* _List of tasks_
(a) In the climate action tracking text, who is listed as the contact for the prompt host?
(b) Copy word for word from the climate action tracking text everything from "This prompt addresses" down to "(contact: Willie Khoo)".

* _Document text_
- - -

Climate Action Tracking & Data Sharing

This prompt addresses the key challenge of providing clear accountability to non-state actors in the process of meeting their climate pledges.
PROMPT WS 1: Climate action data sharing is fraught with difficulties, particularly when it entails non-state actors such as cities and companies. Building on our solution from the 2019 Collabathon, develop a homomorphic encryption scheme that allows actors to encrypt their granular data while letting third-party organizations run sophisticated checks on the encrypted data without ever gaining access to the true, decrypted data. This solution should be incorporated in a strategic pitch deck that presents a value proposition for cities, companies, or other stakeholder organizations with confidential climate data to make that data available for integration.
Prompt Host: Data-Driven Lab (contact: Willie Khoo)


The Data-Driven Lab (DDL) uses cutting-edge data analytics to understand the role of subnational and non-state actors in their efforts to address the climate challenge. In the process to compile and account for global climate action pledges and progress by non-state actors, DDL faces different issues in regards to both data processing and sharing. These issues can be divided into two main data categories:
1) Data that DDL has collected for our analysis and global aggregation reports
  • Costs associated with climate emissions data: Global climate disclosure initiatives like CDP spend a significant amount of resources collecting, processing, cleaning and verifying data. They currently charge for access to their full dataset, which is ingrained in their business model. They do provide some datasets for free on their open data portal (, particularly on cities, states and regions.
  • Data sharing/reposting permissions: The data that DDL has received directly from data providers (e.g., Global Covenant of Mayors, Carbonn, etc.) cannot be shared. The data providers would likely take major issue with this, so we would need to get their permission once it is clearly defined what it is we are doing with the data.

- - -

* _Records supplied_
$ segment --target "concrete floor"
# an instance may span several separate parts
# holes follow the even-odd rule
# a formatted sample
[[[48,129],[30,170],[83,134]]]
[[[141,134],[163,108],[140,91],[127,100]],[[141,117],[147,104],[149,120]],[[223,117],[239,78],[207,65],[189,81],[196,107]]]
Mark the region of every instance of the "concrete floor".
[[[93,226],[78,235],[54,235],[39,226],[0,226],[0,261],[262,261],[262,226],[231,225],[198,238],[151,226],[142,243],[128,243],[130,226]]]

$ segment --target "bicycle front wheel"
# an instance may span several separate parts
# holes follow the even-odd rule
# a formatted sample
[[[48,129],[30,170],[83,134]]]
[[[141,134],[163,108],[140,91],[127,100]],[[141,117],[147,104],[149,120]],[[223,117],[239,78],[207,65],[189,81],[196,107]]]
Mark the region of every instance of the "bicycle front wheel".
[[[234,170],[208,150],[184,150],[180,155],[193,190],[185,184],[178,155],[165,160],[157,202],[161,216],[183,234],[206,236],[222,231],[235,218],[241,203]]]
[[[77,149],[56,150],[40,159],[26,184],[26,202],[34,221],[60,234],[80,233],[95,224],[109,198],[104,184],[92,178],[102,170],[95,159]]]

- - -

* _Answers to the problems_
(a) Willie Khoo

(b)
This prompt addresses the key challenge of providing clear accountability to non-state actors in the process of meeting their climate pledges.
PROMPT WS 1: Climate action data sharing is fraught with difficulties, particularly when it entails non-state actors such as cities and companies. Building on our solution from the 2019 Collabathon, develop a homomorphic encryption scheme that allows actors to encrypt their granular data while letting third-party organizations run sophisticated checks on the encrypted data without ever gaining access to the true, decrypted data. This solution should be incorporated in a strategic pitch deck that presents a value proposition for cities, companies, or other stakeholder organizations with confidential climate data to make that data available for integration.
Prompt Host: Data-Driven Lab (contact: Willie Khoo)